Task prompt
Copy exactly the last part of the entries, starting from the line with "Target: grassy slope" and including the final line.

Records supplied
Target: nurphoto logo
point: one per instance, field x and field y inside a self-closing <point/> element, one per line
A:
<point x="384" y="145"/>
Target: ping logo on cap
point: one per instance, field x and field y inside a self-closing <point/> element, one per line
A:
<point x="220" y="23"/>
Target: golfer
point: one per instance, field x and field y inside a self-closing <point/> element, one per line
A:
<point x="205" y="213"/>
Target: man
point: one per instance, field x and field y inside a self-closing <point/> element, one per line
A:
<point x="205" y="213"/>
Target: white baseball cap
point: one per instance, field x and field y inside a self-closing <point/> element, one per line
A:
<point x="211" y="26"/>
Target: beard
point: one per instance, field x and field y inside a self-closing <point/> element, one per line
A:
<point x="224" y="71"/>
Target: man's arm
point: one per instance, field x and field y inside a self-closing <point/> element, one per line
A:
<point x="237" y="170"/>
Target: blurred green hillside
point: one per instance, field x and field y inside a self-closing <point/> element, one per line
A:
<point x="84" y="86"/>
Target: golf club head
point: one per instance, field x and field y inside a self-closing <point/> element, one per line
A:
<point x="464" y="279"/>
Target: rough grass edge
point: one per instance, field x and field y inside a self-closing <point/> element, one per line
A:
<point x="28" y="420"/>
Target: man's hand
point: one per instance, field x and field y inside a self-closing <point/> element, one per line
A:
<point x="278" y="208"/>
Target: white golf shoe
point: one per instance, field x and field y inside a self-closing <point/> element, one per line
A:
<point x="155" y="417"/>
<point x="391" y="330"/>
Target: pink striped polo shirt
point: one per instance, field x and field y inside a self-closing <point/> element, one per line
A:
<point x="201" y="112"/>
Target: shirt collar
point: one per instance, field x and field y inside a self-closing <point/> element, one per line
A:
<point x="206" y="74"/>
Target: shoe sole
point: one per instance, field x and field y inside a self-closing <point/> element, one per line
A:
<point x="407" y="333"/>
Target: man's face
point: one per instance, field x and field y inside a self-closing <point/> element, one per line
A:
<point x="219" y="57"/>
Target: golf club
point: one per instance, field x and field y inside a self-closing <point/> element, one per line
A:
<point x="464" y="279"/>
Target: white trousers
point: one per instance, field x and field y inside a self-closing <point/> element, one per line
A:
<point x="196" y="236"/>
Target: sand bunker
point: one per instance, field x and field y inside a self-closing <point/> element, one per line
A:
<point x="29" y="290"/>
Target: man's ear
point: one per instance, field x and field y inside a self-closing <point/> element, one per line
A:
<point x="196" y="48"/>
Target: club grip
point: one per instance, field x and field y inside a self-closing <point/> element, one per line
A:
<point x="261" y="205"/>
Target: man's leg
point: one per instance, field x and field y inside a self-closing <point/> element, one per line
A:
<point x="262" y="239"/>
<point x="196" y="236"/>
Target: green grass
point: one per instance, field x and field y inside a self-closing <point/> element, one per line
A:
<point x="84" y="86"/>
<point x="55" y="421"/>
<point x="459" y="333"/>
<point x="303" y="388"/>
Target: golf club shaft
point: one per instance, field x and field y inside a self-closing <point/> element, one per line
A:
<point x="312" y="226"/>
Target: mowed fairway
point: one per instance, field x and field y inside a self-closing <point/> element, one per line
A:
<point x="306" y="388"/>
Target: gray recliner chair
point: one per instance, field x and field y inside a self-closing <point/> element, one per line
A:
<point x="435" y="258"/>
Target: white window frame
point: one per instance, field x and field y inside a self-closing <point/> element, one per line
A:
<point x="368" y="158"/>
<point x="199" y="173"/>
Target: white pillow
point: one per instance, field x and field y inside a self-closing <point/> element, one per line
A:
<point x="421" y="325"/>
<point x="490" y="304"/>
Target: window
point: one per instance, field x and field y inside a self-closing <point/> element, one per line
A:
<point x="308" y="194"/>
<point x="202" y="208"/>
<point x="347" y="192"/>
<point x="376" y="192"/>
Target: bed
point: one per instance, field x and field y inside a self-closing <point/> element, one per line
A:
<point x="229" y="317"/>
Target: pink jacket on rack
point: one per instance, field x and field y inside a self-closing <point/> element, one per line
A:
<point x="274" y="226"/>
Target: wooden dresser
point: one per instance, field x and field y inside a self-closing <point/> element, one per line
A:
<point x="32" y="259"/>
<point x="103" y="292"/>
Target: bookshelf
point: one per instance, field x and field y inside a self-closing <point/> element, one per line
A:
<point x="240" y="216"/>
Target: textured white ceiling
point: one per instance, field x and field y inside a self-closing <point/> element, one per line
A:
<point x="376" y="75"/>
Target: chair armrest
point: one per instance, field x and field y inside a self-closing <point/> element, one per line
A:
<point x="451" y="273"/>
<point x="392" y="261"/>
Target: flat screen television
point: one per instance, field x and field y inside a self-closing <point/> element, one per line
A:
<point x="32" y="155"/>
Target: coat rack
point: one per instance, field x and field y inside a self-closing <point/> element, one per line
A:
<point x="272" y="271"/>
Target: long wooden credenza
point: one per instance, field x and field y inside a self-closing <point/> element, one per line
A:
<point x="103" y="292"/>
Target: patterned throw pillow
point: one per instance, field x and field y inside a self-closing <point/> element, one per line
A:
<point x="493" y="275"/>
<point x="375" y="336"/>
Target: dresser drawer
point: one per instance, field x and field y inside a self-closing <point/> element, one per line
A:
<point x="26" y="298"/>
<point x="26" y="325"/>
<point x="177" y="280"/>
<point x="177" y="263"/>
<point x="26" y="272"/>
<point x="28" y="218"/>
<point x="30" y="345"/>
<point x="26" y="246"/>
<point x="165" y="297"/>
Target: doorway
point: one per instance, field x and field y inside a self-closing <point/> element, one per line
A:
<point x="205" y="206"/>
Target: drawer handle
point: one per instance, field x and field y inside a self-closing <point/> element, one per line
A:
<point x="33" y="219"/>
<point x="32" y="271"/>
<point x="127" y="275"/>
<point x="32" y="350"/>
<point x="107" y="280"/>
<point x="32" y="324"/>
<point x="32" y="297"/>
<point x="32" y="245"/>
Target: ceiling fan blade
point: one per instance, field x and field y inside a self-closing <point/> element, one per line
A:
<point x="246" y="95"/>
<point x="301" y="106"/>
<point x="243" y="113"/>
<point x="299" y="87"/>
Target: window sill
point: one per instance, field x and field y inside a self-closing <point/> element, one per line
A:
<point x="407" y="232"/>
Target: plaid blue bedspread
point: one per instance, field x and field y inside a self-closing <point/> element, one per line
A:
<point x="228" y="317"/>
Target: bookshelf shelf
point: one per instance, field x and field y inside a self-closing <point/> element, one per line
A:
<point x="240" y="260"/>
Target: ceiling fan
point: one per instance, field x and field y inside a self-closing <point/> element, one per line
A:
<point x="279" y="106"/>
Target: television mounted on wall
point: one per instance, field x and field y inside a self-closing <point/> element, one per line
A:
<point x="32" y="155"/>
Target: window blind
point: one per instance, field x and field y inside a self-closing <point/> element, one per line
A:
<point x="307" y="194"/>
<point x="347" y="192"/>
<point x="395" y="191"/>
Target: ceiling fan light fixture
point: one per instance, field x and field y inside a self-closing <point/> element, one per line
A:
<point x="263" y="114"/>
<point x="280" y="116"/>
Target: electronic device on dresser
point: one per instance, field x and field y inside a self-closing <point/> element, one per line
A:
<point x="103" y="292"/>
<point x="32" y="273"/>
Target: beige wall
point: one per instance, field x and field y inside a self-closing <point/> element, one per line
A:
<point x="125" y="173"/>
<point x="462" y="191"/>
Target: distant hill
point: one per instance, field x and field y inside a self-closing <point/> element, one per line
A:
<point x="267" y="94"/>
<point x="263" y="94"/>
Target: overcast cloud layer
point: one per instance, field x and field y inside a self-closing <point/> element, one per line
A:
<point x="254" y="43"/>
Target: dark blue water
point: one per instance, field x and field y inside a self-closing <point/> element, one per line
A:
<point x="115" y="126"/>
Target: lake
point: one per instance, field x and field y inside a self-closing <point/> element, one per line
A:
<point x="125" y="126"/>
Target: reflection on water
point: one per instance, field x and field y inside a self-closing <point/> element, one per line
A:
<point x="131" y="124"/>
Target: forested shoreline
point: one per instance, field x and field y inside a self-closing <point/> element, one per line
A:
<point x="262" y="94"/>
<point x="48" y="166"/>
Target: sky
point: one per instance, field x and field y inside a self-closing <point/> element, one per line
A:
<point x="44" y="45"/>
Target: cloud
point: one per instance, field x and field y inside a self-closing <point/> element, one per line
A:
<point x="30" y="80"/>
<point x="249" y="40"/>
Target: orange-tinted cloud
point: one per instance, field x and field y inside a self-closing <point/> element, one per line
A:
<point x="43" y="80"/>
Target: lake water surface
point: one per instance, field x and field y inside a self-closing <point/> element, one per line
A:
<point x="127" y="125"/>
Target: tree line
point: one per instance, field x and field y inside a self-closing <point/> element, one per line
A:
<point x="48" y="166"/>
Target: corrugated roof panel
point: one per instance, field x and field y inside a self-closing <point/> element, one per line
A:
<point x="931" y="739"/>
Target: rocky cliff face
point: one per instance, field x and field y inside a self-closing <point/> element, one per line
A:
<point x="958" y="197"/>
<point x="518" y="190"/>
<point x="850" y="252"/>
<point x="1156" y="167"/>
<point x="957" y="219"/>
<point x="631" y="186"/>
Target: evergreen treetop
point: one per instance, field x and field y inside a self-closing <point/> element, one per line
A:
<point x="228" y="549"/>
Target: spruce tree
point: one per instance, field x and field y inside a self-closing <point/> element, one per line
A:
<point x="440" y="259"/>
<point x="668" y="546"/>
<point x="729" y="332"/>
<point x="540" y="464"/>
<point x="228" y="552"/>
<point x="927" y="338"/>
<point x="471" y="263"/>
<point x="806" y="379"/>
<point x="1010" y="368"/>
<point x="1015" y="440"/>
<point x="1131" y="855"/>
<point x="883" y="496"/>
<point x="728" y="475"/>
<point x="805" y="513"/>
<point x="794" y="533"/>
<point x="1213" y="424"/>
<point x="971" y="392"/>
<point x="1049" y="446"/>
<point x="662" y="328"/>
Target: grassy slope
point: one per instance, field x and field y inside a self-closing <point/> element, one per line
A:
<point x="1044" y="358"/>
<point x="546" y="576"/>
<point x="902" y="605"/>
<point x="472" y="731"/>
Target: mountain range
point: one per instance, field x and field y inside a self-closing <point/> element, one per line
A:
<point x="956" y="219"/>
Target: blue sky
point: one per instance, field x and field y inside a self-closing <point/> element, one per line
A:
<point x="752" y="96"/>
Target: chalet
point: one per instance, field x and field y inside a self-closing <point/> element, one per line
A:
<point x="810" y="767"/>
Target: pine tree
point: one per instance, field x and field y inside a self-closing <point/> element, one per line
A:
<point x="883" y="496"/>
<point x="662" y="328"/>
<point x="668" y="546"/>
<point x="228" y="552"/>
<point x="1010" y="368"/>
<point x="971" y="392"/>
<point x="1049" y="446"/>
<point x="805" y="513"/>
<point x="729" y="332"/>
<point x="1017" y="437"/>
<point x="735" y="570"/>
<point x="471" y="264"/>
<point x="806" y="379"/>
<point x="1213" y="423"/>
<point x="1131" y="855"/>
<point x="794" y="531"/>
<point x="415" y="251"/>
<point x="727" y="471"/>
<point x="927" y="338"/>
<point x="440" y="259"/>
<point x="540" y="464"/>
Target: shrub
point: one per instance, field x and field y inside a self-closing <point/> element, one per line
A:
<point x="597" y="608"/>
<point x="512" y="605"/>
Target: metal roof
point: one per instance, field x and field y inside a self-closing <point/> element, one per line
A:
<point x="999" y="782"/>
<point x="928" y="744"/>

Solution below
Target: grassy slope
point: one per instance, field x and field y inside a self-closing <point/> element, one per line
A:
<point x="1044" y="358"/>
<point x="546" y="576"/>
<point x="902" y="605"/>
<point x="472" y="731"/>
Target: mountain range
point: one per instance, field x and field y inside a self-closing <point/> element, one per line
A:
<point x="956" y="219"/>
Target: blue sky
point: one per instance, field x and field y inside a self-closing <point/> element, one per line
A:
<point x="752" y="96"/>
Target: chalet
point: one per instance, field x and field y inside a self-closing <point/> element, one per line
A:
<point x="810" y="767"/>
Target: pine tree
point: one per instance, field x and field y inside a self-closing <point/> element, one per line
A:
<point x="883" y="496"/>
<point x="662" y="328"/>
<point x="668" y="546"/>
<point x="228" y="552"/>
<point x="1010" y="368"/>
<point x="971" y="392"/>
<point x="1049" y="446"/>
<point x="805" y="513"/>
<point x="729" y="332"/>
<point x="1017" y="437"/>
<point x="735" y="570"/>
<point x="471" y="264"/>
<point x="806" y="379"/>
<point x="1213" y="423"/>
<point x="1131" y="855"/>
<point x="794" y="531"/>
<point x="415" y="251"/>
<point x="727" y="471"/>
<point x="927" y="338"/>
<point x="440" y="259"/>
<point x="540" y="464"/>
Target: shrub
point: one per instance, field x and field y inside a self-closing <point/> element, one per line
A:
<point x="597" y="608"/>
<point x="512" y="605"/>
Target: metal roof
point: one per instance, field x and field y inside a self-closing <point/> element, one per line
A:
<point x="999" y="782"/>
<point x="928" y="744"/>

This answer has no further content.